- _What you need to do_: Select each line of the material that includes the word "mark", and copy those lines.

>>>

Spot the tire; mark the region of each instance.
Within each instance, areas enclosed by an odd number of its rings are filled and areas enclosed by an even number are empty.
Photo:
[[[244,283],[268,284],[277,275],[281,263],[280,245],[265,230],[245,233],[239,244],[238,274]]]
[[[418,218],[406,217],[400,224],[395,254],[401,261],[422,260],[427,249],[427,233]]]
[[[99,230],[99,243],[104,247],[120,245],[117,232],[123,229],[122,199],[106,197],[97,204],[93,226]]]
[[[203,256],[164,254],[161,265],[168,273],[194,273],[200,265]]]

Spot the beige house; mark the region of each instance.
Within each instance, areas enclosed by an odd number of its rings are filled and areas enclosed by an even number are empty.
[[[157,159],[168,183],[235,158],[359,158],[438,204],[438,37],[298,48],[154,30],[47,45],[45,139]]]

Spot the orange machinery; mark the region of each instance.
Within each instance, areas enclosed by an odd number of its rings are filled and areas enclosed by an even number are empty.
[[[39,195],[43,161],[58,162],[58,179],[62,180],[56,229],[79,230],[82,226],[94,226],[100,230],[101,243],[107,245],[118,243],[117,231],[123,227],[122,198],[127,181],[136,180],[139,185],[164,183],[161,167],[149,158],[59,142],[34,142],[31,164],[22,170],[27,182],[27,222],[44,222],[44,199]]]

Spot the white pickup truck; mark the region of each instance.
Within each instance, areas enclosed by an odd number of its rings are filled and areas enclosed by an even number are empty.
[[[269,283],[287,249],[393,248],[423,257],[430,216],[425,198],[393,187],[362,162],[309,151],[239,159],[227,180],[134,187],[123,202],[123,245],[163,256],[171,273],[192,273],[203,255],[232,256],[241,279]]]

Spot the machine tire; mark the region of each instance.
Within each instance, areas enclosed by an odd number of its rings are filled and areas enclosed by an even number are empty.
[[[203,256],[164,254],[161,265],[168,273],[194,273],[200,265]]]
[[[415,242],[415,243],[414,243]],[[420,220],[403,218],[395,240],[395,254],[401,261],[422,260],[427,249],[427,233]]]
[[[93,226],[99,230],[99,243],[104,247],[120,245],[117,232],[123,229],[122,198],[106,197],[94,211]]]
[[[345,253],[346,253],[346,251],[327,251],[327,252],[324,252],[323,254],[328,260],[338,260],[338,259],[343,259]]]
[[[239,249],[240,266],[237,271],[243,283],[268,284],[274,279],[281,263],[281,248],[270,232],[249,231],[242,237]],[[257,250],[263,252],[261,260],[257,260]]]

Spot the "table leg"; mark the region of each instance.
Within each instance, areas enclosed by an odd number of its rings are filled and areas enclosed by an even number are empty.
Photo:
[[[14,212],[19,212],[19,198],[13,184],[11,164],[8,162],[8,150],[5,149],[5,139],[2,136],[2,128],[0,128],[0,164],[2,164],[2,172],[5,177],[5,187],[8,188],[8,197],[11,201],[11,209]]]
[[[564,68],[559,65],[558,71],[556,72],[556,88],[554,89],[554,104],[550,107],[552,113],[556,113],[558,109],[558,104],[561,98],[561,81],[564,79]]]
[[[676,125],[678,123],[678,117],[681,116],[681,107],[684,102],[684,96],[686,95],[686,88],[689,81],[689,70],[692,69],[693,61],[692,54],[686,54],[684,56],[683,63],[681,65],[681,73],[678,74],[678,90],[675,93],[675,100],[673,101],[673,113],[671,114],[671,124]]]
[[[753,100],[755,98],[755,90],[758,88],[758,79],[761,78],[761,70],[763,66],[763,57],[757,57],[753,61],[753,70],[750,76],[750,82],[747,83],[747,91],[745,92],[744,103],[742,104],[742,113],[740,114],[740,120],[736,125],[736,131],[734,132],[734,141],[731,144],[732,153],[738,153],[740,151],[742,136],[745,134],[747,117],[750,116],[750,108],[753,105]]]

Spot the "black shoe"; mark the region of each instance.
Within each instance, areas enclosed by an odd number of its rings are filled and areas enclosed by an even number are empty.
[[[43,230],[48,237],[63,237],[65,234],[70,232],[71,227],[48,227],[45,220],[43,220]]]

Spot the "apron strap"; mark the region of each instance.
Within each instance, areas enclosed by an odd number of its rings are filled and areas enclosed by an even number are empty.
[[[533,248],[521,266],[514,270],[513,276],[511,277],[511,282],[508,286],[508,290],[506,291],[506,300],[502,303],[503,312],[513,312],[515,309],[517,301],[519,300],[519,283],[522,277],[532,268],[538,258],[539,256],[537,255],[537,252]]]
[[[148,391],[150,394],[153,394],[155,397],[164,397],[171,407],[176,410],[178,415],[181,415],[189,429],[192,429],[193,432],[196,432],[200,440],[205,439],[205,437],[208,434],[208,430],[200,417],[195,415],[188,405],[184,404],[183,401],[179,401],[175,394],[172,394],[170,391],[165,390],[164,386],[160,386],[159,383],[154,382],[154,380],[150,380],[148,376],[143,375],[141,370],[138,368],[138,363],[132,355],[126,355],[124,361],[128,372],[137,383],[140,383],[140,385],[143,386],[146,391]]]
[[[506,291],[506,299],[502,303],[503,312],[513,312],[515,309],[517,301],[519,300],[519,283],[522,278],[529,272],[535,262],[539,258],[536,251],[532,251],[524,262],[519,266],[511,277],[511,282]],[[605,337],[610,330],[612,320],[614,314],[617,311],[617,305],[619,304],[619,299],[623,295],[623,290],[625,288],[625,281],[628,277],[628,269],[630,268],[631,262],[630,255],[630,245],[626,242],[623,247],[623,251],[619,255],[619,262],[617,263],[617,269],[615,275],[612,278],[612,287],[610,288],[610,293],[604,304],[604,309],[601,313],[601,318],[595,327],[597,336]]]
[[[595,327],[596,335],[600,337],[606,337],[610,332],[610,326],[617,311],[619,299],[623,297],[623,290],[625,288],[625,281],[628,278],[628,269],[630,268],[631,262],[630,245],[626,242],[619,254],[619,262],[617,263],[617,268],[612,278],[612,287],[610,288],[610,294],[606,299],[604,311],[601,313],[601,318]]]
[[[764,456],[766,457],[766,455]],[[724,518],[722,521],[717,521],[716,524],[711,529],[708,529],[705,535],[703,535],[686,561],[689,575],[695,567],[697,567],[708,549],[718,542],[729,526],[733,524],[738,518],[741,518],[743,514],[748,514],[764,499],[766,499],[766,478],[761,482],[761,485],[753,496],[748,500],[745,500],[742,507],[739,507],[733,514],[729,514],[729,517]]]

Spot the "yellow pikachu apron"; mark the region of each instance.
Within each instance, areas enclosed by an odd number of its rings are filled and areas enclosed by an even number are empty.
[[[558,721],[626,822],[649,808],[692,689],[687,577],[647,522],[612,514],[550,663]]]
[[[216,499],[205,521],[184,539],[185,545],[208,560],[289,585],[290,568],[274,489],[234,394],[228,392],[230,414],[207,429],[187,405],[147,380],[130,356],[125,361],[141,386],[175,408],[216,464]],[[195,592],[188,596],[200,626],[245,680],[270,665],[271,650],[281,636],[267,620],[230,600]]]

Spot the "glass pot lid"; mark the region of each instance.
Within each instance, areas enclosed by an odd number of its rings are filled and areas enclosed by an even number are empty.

<<<

- _Exercise response_:
Spot the tire; mark the region of each instance.
Spot the beige house; mark the region of each instance.
Spot the orange machinery; mark the region of each instance.
Spot the white pickup truck; mark the region of each instance.
Spot the machine tire; mark the region of each instance.
Spot the "table leg"; mark the region of each instance.
Spot the "black shoe"; mark the region of each instance.
Spot the "apron strap"; mark the region of each instance.
Spot the "yellow pikachu apron"; mark the region of each instance.
Spot the "glass pot lid"; mark the region of each instance.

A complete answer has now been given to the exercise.